**Aim of the task**
Every single entry that follows is to be retyped exactly.

*** Opening Data records ***

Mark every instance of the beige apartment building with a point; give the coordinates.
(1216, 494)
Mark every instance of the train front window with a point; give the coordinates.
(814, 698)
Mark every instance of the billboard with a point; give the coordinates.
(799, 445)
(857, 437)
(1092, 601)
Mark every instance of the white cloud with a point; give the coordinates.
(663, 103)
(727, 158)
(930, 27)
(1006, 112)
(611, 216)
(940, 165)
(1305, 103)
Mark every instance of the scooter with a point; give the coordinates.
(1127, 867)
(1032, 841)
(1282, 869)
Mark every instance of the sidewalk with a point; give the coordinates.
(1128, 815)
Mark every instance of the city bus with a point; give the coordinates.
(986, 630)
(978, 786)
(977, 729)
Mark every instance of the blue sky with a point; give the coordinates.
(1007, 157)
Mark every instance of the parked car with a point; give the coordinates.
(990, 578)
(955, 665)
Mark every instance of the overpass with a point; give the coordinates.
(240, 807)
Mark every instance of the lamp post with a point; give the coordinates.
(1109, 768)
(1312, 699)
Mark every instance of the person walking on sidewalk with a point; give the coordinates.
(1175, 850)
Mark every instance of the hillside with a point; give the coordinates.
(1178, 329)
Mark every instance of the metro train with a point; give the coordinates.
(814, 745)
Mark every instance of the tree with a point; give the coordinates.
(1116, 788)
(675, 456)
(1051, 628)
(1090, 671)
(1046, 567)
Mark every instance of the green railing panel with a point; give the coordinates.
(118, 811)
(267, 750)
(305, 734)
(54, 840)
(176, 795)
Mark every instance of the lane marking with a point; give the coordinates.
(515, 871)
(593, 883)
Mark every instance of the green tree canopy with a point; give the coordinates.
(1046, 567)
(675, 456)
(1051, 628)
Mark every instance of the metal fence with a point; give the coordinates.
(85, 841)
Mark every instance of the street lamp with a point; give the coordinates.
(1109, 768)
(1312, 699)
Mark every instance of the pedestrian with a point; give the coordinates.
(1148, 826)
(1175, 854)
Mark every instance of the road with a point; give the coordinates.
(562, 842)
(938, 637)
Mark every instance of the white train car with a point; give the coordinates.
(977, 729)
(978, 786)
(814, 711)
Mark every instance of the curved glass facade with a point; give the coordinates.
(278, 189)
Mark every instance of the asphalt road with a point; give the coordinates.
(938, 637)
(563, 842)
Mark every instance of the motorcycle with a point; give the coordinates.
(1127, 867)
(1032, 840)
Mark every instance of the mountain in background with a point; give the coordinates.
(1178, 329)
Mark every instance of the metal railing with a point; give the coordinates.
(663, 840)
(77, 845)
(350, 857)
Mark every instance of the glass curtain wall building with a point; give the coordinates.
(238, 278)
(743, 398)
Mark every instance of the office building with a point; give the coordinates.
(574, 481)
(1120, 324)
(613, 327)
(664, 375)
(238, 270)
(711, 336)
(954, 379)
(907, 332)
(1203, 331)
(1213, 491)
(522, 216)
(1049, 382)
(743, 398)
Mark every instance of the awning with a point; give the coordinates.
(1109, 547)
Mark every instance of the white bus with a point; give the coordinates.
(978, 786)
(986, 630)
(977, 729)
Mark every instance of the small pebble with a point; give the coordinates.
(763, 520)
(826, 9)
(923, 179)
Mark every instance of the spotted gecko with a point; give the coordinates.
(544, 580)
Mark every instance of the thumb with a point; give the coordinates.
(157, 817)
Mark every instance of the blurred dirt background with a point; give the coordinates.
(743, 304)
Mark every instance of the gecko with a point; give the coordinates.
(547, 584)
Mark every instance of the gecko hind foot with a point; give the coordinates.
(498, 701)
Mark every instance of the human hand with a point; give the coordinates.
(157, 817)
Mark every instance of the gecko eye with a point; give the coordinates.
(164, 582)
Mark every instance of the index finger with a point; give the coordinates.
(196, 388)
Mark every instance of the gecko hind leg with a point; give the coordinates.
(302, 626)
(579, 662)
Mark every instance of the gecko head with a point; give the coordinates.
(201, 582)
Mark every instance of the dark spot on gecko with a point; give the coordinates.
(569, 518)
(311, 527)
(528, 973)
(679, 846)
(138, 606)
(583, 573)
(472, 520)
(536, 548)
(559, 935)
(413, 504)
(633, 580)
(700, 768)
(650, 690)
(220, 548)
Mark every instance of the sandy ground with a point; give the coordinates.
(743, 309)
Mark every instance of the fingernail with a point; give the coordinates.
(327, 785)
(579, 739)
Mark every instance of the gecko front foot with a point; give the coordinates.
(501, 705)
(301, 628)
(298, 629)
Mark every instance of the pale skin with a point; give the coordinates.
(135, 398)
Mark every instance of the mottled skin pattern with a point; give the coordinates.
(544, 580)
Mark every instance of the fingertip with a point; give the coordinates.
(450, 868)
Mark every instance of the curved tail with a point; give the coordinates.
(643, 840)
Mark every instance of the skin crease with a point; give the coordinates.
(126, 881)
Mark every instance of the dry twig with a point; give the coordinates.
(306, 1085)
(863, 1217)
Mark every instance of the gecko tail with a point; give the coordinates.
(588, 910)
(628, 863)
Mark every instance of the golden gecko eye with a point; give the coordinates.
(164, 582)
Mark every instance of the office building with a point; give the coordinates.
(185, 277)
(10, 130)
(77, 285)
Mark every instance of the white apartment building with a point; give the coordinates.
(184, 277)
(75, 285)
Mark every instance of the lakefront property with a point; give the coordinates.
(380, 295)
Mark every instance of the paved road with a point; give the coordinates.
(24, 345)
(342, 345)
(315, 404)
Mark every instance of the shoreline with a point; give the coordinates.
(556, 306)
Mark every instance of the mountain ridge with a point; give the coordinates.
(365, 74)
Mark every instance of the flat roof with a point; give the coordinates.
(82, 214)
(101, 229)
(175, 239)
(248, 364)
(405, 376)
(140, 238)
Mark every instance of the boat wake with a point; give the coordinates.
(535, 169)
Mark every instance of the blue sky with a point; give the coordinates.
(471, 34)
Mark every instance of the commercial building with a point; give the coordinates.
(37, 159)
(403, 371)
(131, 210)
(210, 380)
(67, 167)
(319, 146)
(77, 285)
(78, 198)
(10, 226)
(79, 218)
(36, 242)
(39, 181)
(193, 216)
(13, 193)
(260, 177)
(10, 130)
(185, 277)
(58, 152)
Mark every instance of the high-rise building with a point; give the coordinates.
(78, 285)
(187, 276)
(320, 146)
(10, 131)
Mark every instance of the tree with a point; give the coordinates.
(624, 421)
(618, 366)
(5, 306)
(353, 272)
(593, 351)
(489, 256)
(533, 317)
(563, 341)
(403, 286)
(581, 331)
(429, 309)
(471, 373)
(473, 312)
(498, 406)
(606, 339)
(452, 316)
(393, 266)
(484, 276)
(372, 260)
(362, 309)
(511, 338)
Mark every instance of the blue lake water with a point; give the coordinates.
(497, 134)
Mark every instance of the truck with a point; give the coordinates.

*** Closing Data records ***

**Finished task**
Mark every instance of the beige apartment building with a point; give the coordinates.
(1216, 494)
Mark every instance of the train front window with a point; give the coordinates.
(814, 698)
Mark every instance of the billboard with a point; give the coordinates.
(799, 445)
(857, 437)
(1092, 601)
Mark every instance of the white cloud with a point; give the coordinates.
(663, 103)
(727, 158)
(930, 27)
(1006, 112)
(611, 216)
(940, 165)
(1305, 103)
Mark every instance of the scooter with a point; give the coordinates.
(1127, 867)
(1032, 841)
(1282, 869)
Mark every instance of the sidewalk with a point; give the coordinates.
(1128, 815)
Mark every instance of the city bus with a point; give the coordinates.
(986, 630)
(978, 786)
(977, 729)
Mark every instance of the blue sky with a point; give the coordinates.
(1007, 157)
Mark every instance of the parked car with a point; give the coordinates.
(990, 578)
(955, 665)
Mark every instance of the overpass with a point; give the coordinates.
(240, 807)
Mark every instance of the lamp post with a point; give the coordinates.
(1109, 768)
(1312, 699)
Mark every instance of the person walking on sidewalk with a point; give the coordinates.
(1175, 850)
Mark every instance of the hillside with a point; give the coordinates.
(1178, 329)
Mark every instance of the metro train with a point; give the coordinates.
(814, 745)
Mark every instance of the tree with a point; give the coordinates.
(1116, 788)
(675, 456)
(1051, 628)
(1090, 671)
(1046, 567)
Mark every instance of the green railing panel with a point; give the coordinates.
(118, 811)
(267, 750)
(305, 734)
(54, 840)
(176, 795)
Mark every instance of the lane marking with a point; give the coordinates.
(515, 871)
(593, 883)
Mark every instance of the green tree canopy with a point; give the coordinates.
(1046, 567)
(675, 456)
(1051, 628)
Mark every instance of the metal fence with a point; give the coordinates.
(85, 841)
Mark every instance of the street lamp with a point; give the coordinates.
(1109, 768)
(1312, 699)
Mark every instance of the pedestrian with a point; give the coordinates.
(1148, 826)
(1175, 854)
Mark every instance of the road with a point; give the coordinates.
(562, 842)
(938, 637)
Mark every instance of the white train car with a point; give the coordinates.
(977, 729)
(978, 786)
(814, 711)
Mark every instance of the curved glass facade with a point; give the coordinates.
(278, 189)
Mark every instance of the asphalt road with a point; give the coordinates.
(938, 637)
(563, 842)
Mark every instance of the motorcycle with a point; give the coordinates.
(1127, 867)
(1032, 840)
Mark every instance of the mountain in background with a point; give the coordinates.
(1178, 329)
Mark every instance of the metal railing with a point; give the coordinates.
(663, 840)
(77, 845)
(350, 857)
Mark every instance of the glass curtain wall building with a point; give the coordinates.
(238, 278)
(743, 398)
Mark every instance of the office building with a point; give the coordinates.
(574, 481)
(1120, 324)
(613, 327)
(664, 375)
(238, 270)
(711, 336)
(954, 379)
(907, 332)
(1203, 331)
(1213, 491)
(522, 216)
(1049, 382)
(743, 398)
Mark every instance of the awning with a point; give the coordinates.
(1109, 547)
Mark every instance of the white bus with a point; give the coordinates.
(978, 786)
(986, 630)
(977, 729)
Mark every instance of the small pebble with a point; give the coordinates.
(763, 520)
(826, 9)
(923, 179)
Mark every instance of the spotted gecko with a point; give the coordinates.
(544, 580)
Mark every instance of the thumb with a point; give the coordinates.
(157, 817)
Mark every instance of the blurred dirt background with a point; give the coordinates.
(743, 304)
Mark every instance of the gecko with a point; give the coordinates.
(547, 584)
Mark every instance of the gecko hind foot with a point; give the coordinates.
(498, 701)
Mark every instance of the human hand with a point; give the coordinates.
(157, 817)
Mark every instance of the gecko eye with a point; give the coordinates.
(164, 582)
Mark every instance of the index finger with a point; give the coordinates.
(196, 388)
Mark every instance of the gecko hind leg with a point; give the coordinates.
(302, 626)
(579, 662)
Mark every instance of the gecko head with a point; give the coordinates.
(201, 582)
Mark every instance of the dark spot on gecko with a point; give the coordinates.
(569, 518)
(311, 527)
(528, 973)
(679, 846)
(138, 606)
(583, 573)
(472, 520)
(536, 548)
(559, 935)
(413, 504)
(633, 580)
(700, 768)
(650, 690)
(220, 548)
Mark every instance of the sandy ground with a point; give the coordinates.
(743, 309)
Mark every instance of the fingernail with a point; give the coordinates.
(327, 785)
(579, 739)
Mark every instance of the gecko front foot with a point; give the coordinates.
(501, 705)
(301, 628)
(298, 629)
Mark every instance of the pale skin with a point; give the coordinates.
(135, 398)
Mark every instance of the mottled skin pattern with a point; give the coordinates.
(544, 580)
Mark every instance of the fingertip with a point; give the coordinates.
(450, 868)
Mark every instance of the curved tail with a point; give the coordinates.
(643, 840)
Mark every instance of the skin crease with a point; give the coordinates.
(126, 881)
Mark every instance of the dry twig with a point; give the coordinates.
(306, 1085)
(863, 1217)
Mark every instance of the gecko tail with a point; give the coordinates.
(588, 910)
(628, 863)
Mark every instance of the golden gecko eye with a point; give the coordinates.
(164, 582)
Mark every instance of the office building with a point; give the coordinates.
(185, 277)
(10, 130)
(77, 285)
Mark every instance of the white apartment building with a point; give the coordinates.
(184, 277)
(75, 285)
Mark every instance of the lakefront property with a point; give the coordinates.
(380, 295)
Mark every instance of the paved road with a point; give the coordinates.
(24, 345)
(342, 345)
(315, 404)
Mark every instance of the shoreline with a point; give the coordinates.
(556, 306)
Mark every instance of the mountain ridge with a point; give the coordinates.
(365, 74)
Mark every instance of the flat roof with a point; give the coordinates.
(82, 214)
(101, 229)
(175, 239)
(248, 364)
(405, 376)
(140, 238)
Mark every instance of the boat wake with a point; give the coordinates.
(535, 169)
Mark every instance of the blue sky with a point; give the coordinates.
(471, 34)
Mark every instance of the commercial building with a point; give the coordinates.
(37, 159)
(403, 371)
(131, 210)
(210, 380)
(67, 167)
(319, 146)
(77, 285)
(78, 198)
(10, 226)
(79, 218)
(36, 242)
(39, 181)
(193, 216)
(13, 193)
(260, 177)
(10, 130)
(185, 277)
(58, 152)
Mark every instance of the high-rise building with a point; give the coordinates.
(78, 285)
(187, 276)
(320, 146)
(10, 131)
Mark every instance of the tree with a point; give the coordinates.
(624, 421)
(618, 366)
(5, 306)
(353, 272)
(593, 351)
(489, 256)
(533, 317)
(563, 341)
(403, 286)
(581, 331)
(429, 309)
(471, 373)
(473, 312)
(498, 406)
(606, 339)
(452, 316)
(393, 266)
(484, 276)
(372, 260)
(362, 309)
(511, 338)
Mark every instance of the blue lake water with a point; give the coordinates.
(497, 134)
Mark every instance of the truck with a point; give the coordinates.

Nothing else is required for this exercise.